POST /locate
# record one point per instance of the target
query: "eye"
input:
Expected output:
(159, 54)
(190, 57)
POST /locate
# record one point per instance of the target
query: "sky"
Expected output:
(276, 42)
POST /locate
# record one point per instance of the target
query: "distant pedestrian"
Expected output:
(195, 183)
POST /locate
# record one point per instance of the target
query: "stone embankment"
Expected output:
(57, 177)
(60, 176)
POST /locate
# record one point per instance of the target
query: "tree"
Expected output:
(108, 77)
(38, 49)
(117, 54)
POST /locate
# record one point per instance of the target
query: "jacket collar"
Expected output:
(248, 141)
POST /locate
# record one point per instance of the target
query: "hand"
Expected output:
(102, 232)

--

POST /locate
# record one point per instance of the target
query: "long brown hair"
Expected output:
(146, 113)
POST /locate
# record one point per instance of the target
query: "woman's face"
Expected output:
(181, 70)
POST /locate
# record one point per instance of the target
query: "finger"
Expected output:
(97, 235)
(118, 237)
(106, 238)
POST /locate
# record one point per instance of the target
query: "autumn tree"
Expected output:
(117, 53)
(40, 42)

AIM OF THE TASK: Your reply should be only the count of lines in the entries above that contain the word "query".

WRITTEN SOLUTION: 11